--- AUFGABE 1 ---
Ändere alle Einträge weiter unten, indem du überall „tire“ durch „wheel“ ersetzt und sonst nichts anrührst. Lass die Bilder in deiner Ausgabe weg.

--- TEXTAUSZUG ---
Doch was kann eine Institution wie die Akademie der Künste gegen undemokratische und nationalistische Kräfte in Europa tun?
Der Historiker Yuval Harari schrieb am 20. März 2020 in der Financial Times: „In dieser Krisenzeit stehen wir vor zwei besonders wichtigen Entscheidungen. Die erste liegt zwischen totalitärer Überwachung und Stärkung der Bürgerrechte. Die zweite ist die zwischen nationalistischer Isolation und globaler Solidarität.“

 

Wir sind zur Gründung der Europäischen Allianz der Akademien zusammengekommen, weil wir die Solidarität wählen. Rund 70 Vertreterinnen und Vertreter von Kunstakademien und Kulturinstitutionen aus Ländern der Europäischen Union, Großbritannien und Norwegen nahmen vom 8. bis 10. Oktober an der hybriden Konferenz in der Akademie der Künste in Berlin teil, darunter auch Robert Menasse, A. L. Kennedy, Basil Kerski, Bénédicte Savoy und Philipp Ther, deren Vorträge noch auf YouTube und unter allianceofacademies.eu zu finden sind. Der erste Schritt, der symbolische Schulterschluss, ist geglückt. Das Manifest hat nicht nur in der deutschen Presseöffentlichkeit große Resonanz gefunden, sondern auch in den anderen beteiligten Ländern, unter anderem in Ungarn oder Spanien.

--- GEGEBENE EINTRÄGE ---
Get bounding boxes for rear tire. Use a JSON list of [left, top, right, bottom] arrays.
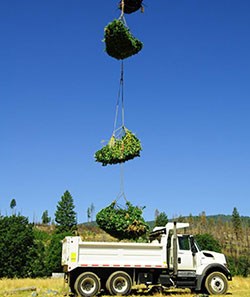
[[106, 271, 132, 295], [74, 272, 101, 297], [205, 272, 228, 295]]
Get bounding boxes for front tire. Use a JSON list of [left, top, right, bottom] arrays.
[[205, 272, 228, 295], [74, 272, 101, 297], [106, 271, 132, 295]]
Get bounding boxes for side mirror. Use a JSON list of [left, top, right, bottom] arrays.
[[190, 237, 197, 256]]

--- AUFGABE 2 ---
Gib aus dem Textauszug über die Akademie der Künste den Abschnitt wortgetreu zurück, der mit „Wir sind zur“ beginnt und mit „Ungarn oder Spanien.“ endet.

--- LÖSUNG 1 ---
Get bounding boxes for rear wheel. Use a JSON list of [left, top, right, bottom] arrays.
[[106, 271, 132, 295], [74, 272, 101, 297], [205, 272, 228, 295]]
Get bounding boxes for front wheel. Use a JSON list of [left, top, right, bottom] arrays.
[[205, 272, 228, 295], [74, 272, 101, 297], [106, 271, 132, 295]]
Get bounding boxes for side mirror. Use a JSON list of [left, top, right, bottom] arrays.
[[190, 237, 197, 256]]

--- LÖSUNG 2 ---
Wir sind zur Gründung der Europäischen Allianz der Akademien zusammengekommen, weil wir die Solidarität wählen. Rund 70 Vertreterinnen und Vertreter von Kunstakademien und Kulturinstitutionen aus Ländern der Europäischen Union, Großbritannien und Norwegen nahmen vom 8. bis 10. Oktober an der hybriden Konferenz in der Akademie der Künste in Berlin teil, darunter auch Robert Menasse, A. L. Kennedy, Basil Kerski, Bénédicte Savoy und Philipp Ther, deren Vorträge noch auf YouTube und unter allianceofacademies.eu zu finden sind. Der erste Schritt, der symbolische Schulterschluss, ist geglückt. Das Manifest hat nicht nur in der deutschen Presseöffentlichkeit große Resonanz gefunden, sondern auch in den anderen beteiligten Ländern, unter anderem in Ungarn oder Spanien.